** Problem requirements **
Give back, word for word, the lines of the items below, starting with the line containing "Note to the class: find each instance of the fluffy" and going on through the last line of the items.

## Start Records to process

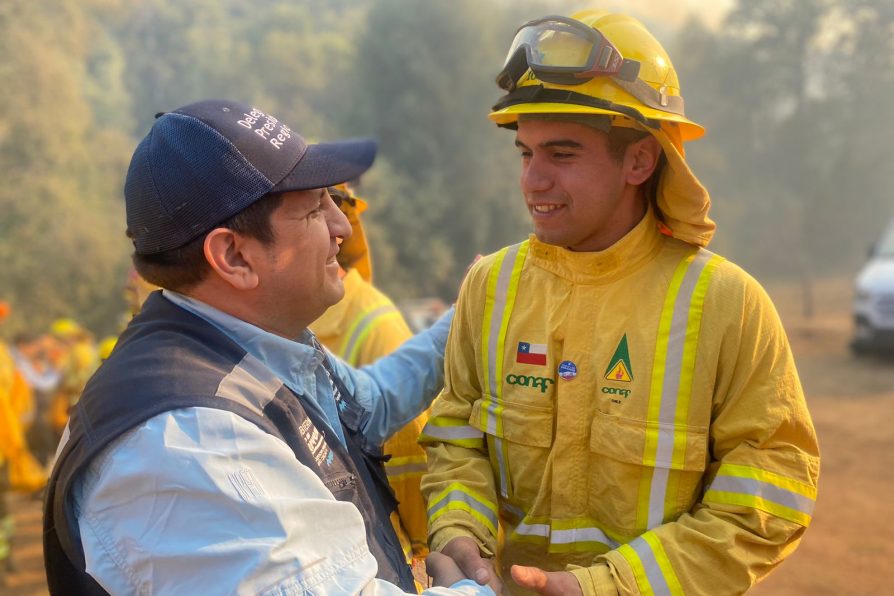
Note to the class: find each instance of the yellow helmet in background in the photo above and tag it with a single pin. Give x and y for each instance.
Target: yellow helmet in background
(592, 63)
(354, 251)
(106, 346)
(66, 329)
(596, 62)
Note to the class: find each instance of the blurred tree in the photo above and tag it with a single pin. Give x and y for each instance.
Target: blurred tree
(61, 240)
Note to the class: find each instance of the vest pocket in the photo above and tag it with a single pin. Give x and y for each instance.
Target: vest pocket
(519, 437)
(642, 474)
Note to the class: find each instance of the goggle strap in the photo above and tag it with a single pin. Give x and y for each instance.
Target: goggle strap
(651, 97)
(540, 94)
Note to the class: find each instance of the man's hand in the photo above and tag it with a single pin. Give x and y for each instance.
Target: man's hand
(442, 570)
(464, 552)
(551, 583)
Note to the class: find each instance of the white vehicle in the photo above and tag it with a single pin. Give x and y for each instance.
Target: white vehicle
(874, 299)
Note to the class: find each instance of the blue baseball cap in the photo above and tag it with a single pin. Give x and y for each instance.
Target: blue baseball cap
(204, 163)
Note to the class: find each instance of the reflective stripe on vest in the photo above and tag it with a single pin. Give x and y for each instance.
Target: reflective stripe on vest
(458, 497)
(671, 388)
(409, 466)
(760, 489)
(651, 567)
(565, 535)
(452, 430)
(502, 285)
(357, 333)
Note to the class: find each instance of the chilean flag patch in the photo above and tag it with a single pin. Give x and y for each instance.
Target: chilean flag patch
(531, 353)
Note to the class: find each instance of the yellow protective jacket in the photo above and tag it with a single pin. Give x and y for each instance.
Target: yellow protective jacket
(360, 329)
(633, 415)
(12, 440)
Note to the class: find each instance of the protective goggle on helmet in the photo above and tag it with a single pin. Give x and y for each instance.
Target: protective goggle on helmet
(563, 51)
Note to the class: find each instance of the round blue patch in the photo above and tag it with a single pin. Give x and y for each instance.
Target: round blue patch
(567, 370)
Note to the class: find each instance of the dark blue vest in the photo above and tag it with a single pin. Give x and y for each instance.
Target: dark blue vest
(168, 359)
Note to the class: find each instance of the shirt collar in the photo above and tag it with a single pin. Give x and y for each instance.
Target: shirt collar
(290, 360)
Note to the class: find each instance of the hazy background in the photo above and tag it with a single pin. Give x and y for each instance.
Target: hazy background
(797, 97)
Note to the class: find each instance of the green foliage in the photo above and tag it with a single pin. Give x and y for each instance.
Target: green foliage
(795, 95)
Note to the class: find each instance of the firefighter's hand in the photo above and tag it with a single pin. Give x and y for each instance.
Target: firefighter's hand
(442, 569)
(464, 551)
(551, 583)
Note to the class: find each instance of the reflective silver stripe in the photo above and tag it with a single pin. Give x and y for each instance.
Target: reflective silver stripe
(250, 384)
(676, 344)
(452, 432)
(498, 447)
(360, 327)
(458, 496)
(650, 565)
(764, 490)
(415, 468)
(66, 435)
(541, 530)
(496, 319)
(572, 535)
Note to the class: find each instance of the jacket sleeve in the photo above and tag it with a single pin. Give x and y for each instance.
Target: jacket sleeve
(761, 478)
(459, 486)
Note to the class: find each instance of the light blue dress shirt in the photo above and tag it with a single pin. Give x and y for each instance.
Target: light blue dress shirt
(201, 501)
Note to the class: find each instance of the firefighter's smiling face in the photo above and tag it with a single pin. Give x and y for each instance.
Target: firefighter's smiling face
(580, 195)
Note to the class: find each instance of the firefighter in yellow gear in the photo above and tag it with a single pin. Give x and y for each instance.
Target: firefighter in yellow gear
(21, 471)
(364, 326)
(78, 361)
(621, 412)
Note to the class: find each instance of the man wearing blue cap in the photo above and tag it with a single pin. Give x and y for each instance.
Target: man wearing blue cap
(219, 449)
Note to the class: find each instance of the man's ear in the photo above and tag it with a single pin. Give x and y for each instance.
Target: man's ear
(641, 159)
(231, 257)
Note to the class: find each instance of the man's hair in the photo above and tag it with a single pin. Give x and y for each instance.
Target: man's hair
(181, 268)
(618, 140)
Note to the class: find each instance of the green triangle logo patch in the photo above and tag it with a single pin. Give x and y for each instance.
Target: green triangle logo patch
(619, 368)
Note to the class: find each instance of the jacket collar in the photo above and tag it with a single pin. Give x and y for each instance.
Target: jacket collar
(632, 251)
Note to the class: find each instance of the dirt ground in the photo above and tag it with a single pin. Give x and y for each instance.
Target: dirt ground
(850, 544)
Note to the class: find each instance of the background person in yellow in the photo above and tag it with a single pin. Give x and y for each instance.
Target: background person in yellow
(620, 403)
(364, 326)
(78, 359)
(18, 469)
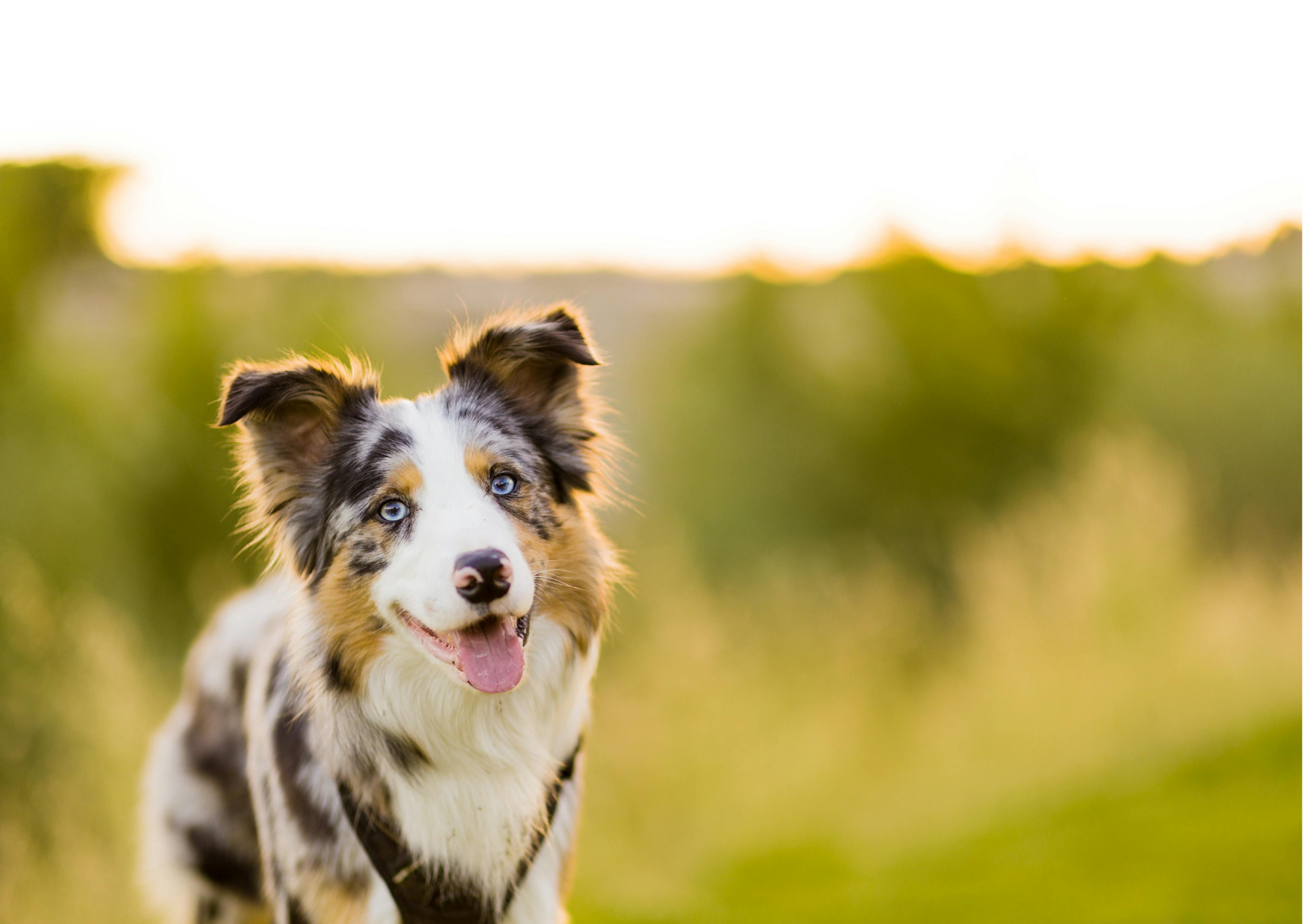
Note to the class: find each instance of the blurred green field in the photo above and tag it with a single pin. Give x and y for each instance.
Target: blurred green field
(1211, 840)
(957, 596)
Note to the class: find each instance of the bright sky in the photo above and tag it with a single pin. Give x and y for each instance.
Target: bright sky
(673, 136)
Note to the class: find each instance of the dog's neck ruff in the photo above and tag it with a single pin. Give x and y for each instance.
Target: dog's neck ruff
(425, 894)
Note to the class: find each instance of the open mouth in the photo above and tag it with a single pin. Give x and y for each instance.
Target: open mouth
(490, 655)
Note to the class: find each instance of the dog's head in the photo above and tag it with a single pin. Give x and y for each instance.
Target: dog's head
(450, 520)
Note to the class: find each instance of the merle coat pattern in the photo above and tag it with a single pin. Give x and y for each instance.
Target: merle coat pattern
(389, 726)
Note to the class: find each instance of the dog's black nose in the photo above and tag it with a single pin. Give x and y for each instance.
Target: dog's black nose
(483, 575)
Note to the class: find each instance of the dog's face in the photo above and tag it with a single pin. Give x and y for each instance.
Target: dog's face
(446, 520)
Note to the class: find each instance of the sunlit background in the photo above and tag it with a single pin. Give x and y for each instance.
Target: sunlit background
(958, 355)
(682, 136)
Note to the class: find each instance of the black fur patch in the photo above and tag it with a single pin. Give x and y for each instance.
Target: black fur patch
(208, 911)
(214, 746)
(295, 911)
(337, 677)
(290, 742)
(407, 754)
(366, 558)
(222, 865)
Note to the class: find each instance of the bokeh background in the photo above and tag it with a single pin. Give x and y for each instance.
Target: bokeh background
(958, 596)
(966, 565)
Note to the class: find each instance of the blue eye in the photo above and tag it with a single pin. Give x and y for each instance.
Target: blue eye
(394, 511)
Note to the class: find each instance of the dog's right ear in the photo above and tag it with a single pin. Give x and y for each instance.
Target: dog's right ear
(290, 415)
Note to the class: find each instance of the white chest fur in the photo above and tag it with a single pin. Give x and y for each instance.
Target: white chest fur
(475, 808)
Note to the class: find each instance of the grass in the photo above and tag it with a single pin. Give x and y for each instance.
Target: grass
(1113, 734)
(1213, 840)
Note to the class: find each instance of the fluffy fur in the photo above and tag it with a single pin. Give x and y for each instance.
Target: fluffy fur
(329, 759)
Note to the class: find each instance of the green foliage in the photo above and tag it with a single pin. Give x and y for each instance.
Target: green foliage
(897, 403)
(789, 718)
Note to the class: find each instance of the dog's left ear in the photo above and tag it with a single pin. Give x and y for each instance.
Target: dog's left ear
(535, 362)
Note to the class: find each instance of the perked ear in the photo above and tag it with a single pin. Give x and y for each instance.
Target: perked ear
(535, 362)
(290, 415)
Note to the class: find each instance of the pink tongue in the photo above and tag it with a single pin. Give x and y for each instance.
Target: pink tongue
(490, 656)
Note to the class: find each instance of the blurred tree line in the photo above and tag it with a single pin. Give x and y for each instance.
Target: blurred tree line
(904, 401)
(887, 407)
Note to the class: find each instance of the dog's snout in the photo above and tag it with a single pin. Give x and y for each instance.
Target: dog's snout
(483, 575)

## End Records to process

** Correct answer **
Note to the class: find each instance of the fluffy fur in the photo above and tag it with a single pin. Give x and y for each instance.
Target: fluffy fur
(329, 759)
Note to the class: find each instance of the green foliage in the photo above and tag it with a single pin. Give x and y for each instance.
Target: green foliage
(897, 403)
(789, 718)
Note to the class: find each instance of the dog's left ear in the photo above and tag it with a single pin. Give x and y for each instance.
Target: dog's left ear
(535, 362)
Note to the class: find each instance of the perked ear in the photo above and tag it with a single pin. Give x and y for each instance.
Target: perked ear
(535, 362)
(290, 415)
Note to the class: find each instance of the pink tongue in the photo above and tag it with a single pin. Give x and y for each instance.
Target: pink tongue
(490, 656)
Note to the class: find each instance of the blurred tree line in the photo above and tag it with a single pin. Give x and y for each instance.
Target: blurred tree line
(904, 401)
(887, 407)
Note to the class: find each instance of the dog's snout in the photo above and tag it with a single pin. Give x and y for each instance.
Target: dog's snout
(483, 575)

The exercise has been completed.